*** Document extract ***

- Education: Stanford University California Institute of Technology
- Known for: Targeted drug delivery
- Scientific career
- Fields: Chemical Engineering, bioengineering
- Doctoral advisor: Mark E. Davis

= Suzie Pun =

American bioengineer

Suzie Hwang Pun is an American bioengineer, the Washington Research Foundation Professor of Bioengineering at the University of Washington and the director of the university's Molecular Engineering & Sciences Institute. Her research focuses on the use of polymers for targeted drug delivery.

==Education and career==
Pun majored in chemical engineering at Stanford University, graduating in 1996. She continued her studies in chemical engineering at the California Institute of Technology, receiving a master's degree there in 1998 and completing her Ph.D. in 2000. Her doctoral supervisor was Mark E. Davis.

After working in industry as a senior scientist at Insert Therapeutics from 2000 to 2003, she returned to academia in 2003 as an assistant professor of bioengineering at the University of Washington. She was promoted to associate professor in 2009, and in 2014 she was promoted to full professor and given an endowed chair as Robert F. Rushmer Professor of Bioengineering. She became Washington Research Foundation Professor in 2020, and was named as director of the Molecular Engineering & Sciences Institute in 2022.

*** End of Document extract ***

Exercises to complete
a – Copy out the part of the biography of Suzie Pun between "After working in" and "Institute in 2022.", inclusive.
b – Go on with the biography of Suzie Pun from the point where it stops.

*** Material provided ***

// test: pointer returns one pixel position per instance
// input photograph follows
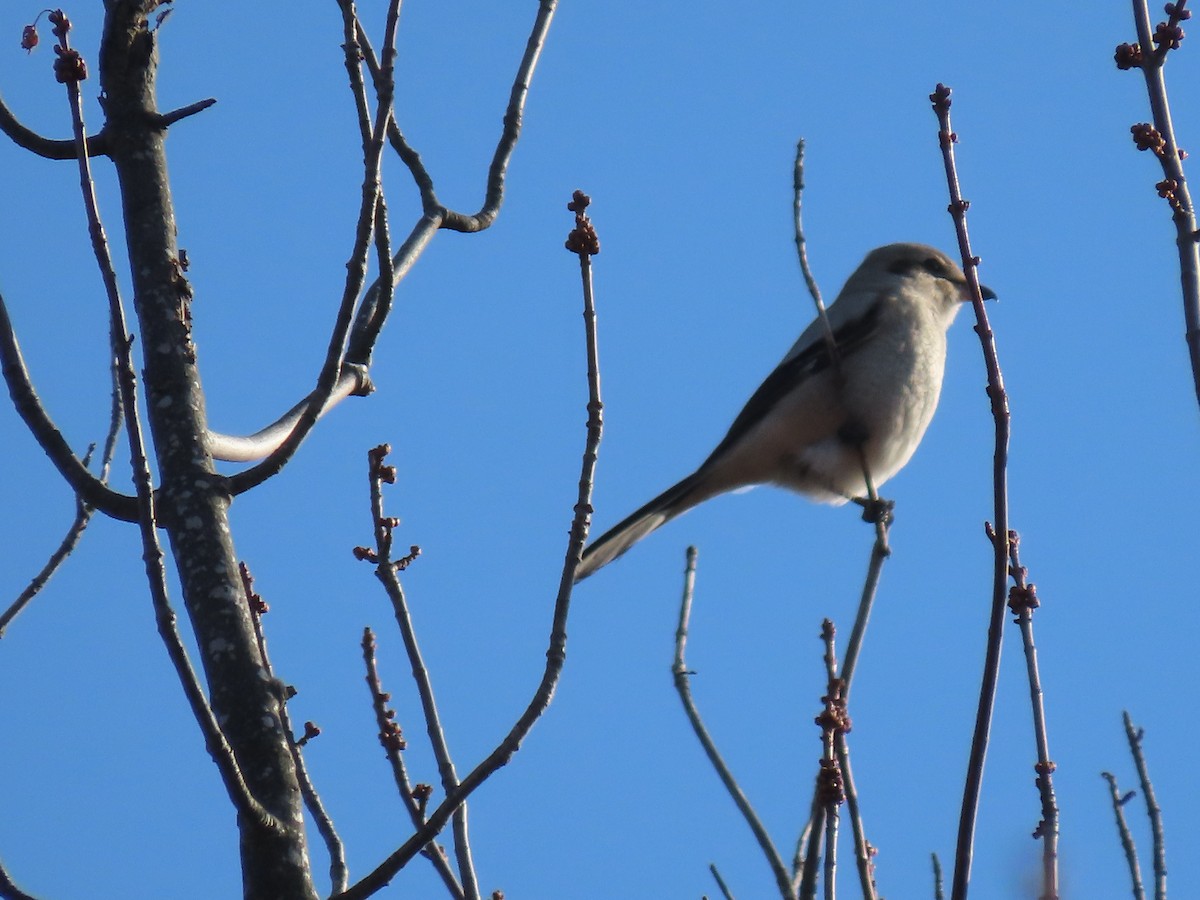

*** End of Material provided ***

Response list
a –
After working in industry as a senior scientist at Insert Therapeutics from 2000 to 2003, she returned to academia in 2003 as an assistant professor of bioengineering at the University of Washington. She was promoted to associate professor in 2009, and in 2014 she was promoted to full professor and given an endowed chair as Robert F. Rushmer Professor of Bioengineering. She became Washington Research Foundation Professor in 2020, and was named as director of the Molecular Engineering & Sciences Institute in 2022.

b –
==Recognition==
Pun was a 2005 recipient of the National Science Foundation (NSF) Presidential Early Career Award for Scientists and Engineers. She was elected to the American Institute for Medical and Biological Engineering College of Fellows in 2015, "for outstanding contributions to the development of new biomaterials and their use in drug and gene delivery to cells". She was also elected to the National Academy of Inventors in 2015, and to the Washington State Academy of Sciences in 2018.